> _GOAL OF THE EXERCISE_
Could you echo the records below back line for line, unchanged?

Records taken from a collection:
· · ·

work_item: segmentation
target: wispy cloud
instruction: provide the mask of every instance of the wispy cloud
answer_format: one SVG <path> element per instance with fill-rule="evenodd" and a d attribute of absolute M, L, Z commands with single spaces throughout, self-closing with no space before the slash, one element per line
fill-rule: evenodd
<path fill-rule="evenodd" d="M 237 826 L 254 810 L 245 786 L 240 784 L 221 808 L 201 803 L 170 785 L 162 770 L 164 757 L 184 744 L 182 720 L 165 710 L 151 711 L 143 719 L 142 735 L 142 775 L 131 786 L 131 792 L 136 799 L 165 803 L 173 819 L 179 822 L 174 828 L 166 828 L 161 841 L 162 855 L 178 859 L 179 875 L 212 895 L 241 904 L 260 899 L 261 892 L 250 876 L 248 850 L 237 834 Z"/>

· · ·

> _TASK RESPONSE_
work_item: segmentation
target: wispy cloud
instruction: provide the mask of every instance of the wispy cloud
answer_format: one SVG <path> element per instance with fill-rule="evenodd" and a d attribute of absolute M, L, Z commands with single spaces throughout, self-closing with no space before the slash, one element per line
fill-rule: evenodd
<path fill-rule="evenodd" d="M 237 826 L 254 810 L 245 786 L 240 784 L 221 808 L 201 803 L 170 785 L 162 770 L 164 757 L 184 744 L 182 720 L 165 710 L 151 711 L 143 719 L 142 735 L 142 775 L 131 786 L 131 792 L 136 799 L 165 803 L 173 819 L 179 822 L 174 828 L 166 828 L 161 841 L 162 855 L 178 859 L 179 875 L 212 895 L 241 904 L 260 899 L 261 892 L 250 876 L 248 850 L 237 834 Z"/>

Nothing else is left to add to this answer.